*Given exercise*: Locate the line containing "the chair with", then please write out that line and all the lines below it in the entries exactly.

*Material shown*:
• • • • •

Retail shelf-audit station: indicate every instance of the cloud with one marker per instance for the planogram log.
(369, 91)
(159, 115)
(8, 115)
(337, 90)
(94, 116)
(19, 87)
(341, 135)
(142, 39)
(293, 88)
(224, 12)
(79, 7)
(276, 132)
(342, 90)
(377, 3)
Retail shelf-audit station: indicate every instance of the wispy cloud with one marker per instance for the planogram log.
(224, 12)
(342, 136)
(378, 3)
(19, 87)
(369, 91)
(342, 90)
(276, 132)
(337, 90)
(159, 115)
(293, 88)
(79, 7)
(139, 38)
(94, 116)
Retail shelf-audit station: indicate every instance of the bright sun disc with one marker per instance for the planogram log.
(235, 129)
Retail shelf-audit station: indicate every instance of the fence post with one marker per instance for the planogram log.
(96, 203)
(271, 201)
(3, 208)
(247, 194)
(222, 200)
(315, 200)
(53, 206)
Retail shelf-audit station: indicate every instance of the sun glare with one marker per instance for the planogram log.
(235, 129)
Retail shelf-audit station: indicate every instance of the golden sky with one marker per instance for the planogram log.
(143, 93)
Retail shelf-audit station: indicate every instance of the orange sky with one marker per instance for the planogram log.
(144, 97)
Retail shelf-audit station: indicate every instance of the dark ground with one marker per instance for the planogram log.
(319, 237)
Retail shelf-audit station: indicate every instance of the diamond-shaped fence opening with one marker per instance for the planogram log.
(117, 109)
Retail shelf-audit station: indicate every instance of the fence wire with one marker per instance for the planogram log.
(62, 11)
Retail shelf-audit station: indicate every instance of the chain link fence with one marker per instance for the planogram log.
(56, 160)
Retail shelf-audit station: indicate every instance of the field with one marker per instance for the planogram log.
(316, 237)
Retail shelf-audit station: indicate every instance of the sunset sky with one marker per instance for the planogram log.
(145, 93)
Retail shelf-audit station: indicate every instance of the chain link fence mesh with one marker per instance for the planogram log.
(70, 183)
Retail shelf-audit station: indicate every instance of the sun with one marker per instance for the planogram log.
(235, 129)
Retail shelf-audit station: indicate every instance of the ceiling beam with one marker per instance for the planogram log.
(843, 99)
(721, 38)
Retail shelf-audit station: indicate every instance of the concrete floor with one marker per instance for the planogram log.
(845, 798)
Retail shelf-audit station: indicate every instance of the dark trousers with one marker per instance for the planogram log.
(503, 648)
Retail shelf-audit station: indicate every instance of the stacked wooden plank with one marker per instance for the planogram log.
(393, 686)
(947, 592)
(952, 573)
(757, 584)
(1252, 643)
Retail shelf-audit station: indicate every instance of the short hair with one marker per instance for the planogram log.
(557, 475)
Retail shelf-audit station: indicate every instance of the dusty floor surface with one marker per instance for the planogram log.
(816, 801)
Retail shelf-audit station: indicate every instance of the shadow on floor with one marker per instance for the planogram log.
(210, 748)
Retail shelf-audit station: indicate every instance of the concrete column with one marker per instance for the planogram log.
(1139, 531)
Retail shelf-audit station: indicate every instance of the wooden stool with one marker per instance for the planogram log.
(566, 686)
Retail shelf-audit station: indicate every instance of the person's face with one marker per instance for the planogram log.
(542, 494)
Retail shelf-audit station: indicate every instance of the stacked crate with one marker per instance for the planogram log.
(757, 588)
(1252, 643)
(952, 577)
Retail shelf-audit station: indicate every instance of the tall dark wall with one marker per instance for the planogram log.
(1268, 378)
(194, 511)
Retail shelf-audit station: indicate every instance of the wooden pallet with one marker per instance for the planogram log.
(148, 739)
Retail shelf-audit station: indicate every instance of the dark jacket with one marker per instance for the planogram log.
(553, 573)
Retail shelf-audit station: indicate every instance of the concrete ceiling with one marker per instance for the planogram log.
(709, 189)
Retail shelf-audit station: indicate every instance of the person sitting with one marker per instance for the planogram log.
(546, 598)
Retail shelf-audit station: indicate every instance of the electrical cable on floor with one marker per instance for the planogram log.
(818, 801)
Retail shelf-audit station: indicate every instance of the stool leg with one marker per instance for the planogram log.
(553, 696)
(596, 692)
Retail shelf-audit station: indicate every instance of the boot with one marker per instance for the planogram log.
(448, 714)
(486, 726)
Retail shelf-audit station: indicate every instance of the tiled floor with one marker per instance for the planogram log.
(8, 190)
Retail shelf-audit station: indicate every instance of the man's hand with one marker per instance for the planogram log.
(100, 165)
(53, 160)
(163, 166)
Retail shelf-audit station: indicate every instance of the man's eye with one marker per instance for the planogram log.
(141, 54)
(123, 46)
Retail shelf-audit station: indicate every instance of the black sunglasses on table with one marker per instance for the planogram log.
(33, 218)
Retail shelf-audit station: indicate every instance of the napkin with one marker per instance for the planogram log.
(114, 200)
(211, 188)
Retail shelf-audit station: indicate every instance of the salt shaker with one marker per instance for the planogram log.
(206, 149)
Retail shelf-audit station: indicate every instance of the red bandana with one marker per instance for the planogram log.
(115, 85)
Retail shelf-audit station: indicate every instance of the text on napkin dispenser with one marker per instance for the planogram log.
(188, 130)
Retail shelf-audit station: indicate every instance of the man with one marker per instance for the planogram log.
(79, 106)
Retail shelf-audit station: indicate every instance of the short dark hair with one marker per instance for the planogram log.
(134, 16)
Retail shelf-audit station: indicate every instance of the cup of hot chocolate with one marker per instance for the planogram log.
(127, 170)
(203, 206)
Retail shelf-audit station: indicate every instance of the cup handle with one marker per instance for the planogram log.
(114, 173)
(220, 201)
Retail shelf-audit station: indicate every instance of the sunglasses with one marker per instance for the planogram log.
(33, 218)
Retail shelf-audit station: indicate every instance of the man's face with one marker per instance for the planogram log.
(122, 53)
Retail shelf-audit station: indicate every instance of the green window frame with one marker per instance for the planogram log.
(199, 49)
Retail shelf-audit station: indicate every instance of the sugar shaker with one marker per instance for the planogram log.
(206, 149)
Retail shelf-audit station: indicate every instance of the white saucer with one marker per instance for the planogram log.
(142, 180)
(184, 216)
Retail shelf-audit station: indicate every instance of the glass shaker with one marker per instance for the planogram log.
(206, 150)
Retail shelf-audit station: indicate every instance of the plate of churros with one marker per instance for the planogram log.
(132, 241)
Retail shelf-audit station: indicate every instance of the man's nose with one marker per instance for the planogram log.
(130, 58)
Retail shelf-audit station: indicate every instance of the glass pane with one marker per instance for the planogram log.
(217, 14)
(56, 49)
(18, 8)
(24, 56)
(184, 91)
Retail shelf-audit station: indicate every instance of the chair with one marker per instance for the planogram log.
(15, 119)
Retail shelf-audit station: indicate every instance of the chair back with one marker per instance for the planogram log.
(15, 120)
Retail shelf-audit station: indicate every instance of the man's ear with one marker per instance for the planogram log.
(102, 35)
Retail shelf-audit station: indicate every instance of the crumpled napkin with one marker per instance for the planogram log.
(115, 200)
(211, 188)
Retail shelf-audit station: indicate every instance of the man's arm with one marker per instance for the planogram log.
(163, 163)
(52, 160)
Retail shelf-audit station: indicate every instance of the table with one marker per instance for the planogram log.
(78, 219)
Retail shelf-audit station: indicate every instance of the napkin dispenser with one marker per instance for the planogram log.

• • • • •

*Answer*:
Retail shelf-audit station: indicate every instance of the chair with one marker per instance for the planogram log.
(15, 119)
Retail shelf-audit station: indicate every instance of the chair back with one marker per instance for the planogram log.
(15, 120)
Retail shelf-audit station: indicate every instance of the man's ear with one marker per instance for the planogram log.
(102, 35)
Retail shelf-audit station: indicate every instance of the crumpled napkin with one marker per instance for the planogram log.
(115, 200)
(211, 188)
Retail shelf-audit station: indicate every instance of the man's arm with one marker per instance for the planogram log.
(163, 163)
(52, 160)
Retail shelf-audit station: indicate every instance of the table with one marker per instance for the planogram log.
(78, 219)
Retail shelf-audit station: indicate every instance of the napkin dispenser with one marker per instance for the planogram log.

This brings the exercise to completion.